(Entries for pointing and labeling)
▼▼▼

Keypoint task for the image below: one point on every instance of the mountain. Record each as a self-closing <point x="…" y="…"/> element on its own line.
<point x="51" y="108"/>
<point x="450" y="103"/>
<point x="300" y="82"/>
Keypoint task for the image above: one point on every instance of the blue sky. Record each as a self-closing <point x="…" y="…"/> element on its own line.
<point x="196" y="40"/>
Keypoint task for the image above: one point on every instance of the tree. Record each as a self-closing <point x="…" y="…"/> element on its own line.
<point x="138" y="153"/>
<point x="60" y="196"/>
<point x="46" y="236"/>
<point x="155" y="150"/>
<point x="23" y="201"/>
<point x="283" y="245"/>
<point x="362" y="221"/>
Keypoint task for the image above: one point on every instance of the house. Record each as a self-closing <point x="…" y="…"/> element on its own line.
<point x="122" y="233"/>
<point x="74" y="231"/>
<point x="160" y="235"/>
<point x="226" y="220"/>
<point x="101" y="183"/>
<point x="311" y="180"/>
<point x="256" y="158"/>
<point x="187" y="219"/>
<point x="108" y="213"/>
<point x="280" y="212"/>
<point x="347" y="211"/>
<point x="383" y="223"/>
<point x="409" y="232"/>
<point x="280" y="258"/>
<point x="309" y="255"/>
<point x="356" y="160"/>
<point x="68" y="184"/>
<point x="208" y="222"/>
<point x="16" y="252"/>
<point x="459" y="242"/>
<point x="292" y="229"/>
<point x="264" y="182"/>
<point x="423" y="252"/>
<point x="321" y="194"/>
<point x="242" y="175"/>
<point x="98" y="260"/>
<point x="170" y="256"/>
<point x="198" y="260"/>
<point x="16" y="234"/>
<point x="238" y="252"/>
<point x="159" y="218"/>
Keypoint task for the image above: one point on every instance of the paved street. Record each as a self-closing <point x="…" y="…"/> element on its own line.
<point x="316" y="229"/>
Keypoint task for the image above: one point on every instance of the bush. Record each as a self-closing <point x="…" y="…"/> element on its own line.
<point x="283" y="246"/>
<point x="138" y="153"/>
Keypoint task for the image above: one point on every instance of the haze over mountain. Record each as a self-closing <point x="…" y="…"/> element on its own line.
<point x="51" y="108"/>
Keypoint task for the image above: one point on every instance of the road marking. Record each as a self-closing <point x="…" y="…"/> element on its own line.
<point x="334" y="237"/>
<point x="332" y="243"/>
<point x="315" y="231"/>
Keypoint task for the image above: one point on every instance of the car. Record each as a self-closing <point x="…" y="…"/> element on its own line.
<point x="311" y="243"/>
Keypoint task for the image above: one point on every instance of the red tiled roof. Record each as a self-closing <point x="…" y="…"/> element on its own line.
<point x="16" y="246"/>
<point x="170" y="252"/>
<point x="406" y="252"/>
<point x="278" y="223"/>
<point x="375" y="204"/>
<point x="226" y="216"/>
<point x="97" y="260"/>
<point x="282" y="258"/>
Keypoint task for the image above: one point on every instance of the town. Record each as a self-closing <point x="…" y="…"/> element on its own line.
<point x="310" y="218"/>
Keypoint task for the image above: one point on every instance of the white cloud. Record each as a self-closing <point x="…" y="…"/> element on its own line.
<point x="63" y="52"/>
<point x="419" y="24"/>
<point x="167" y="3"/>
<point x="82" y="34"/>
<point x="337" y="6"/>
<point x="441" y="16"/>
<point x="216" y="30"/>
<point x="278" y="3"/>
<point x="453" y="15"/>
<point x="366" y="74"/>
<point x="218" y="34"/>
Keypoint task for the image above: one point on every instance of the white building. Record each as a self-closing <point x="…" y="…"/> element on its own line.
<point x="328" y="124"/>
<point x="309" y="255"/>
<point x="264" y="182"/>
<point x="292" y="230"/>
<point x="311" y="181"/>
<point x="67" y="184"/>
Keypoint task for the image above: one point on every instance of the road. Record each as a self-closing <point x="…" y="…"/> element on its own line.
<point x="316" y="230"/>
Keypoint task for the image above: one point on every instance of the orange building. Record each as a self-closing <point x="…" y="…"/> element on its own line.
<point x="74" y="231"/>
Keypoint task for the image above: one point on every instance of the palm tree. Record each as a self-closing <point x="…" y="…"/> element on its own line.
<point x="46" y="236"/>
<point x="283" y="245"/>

▲▲▲

Exercise
Write out everything from the row containing "of the road." down to the last row, requests included, adding 75 to every x and y coordinate in the answers.

Complete output
Keypoint task for the image above: one point on every instance of the road. Record each as a self-closing <point x="…" y="…"/> element on its own line.
<point x="391" y="305"/>
Keypoint task for the image above: one point on every instance of the orange building. Record each as a self-closing <point x="…" y="…"/> element on its own line.
<point x="149" y="306"/>
Keypoint task for the image above: one point on every instance of the palm tree. Record each as a self-closing <point x="…" y="…"/> element on its own line.
<point x="121" y="311"/>
<point x="358" y="320"/>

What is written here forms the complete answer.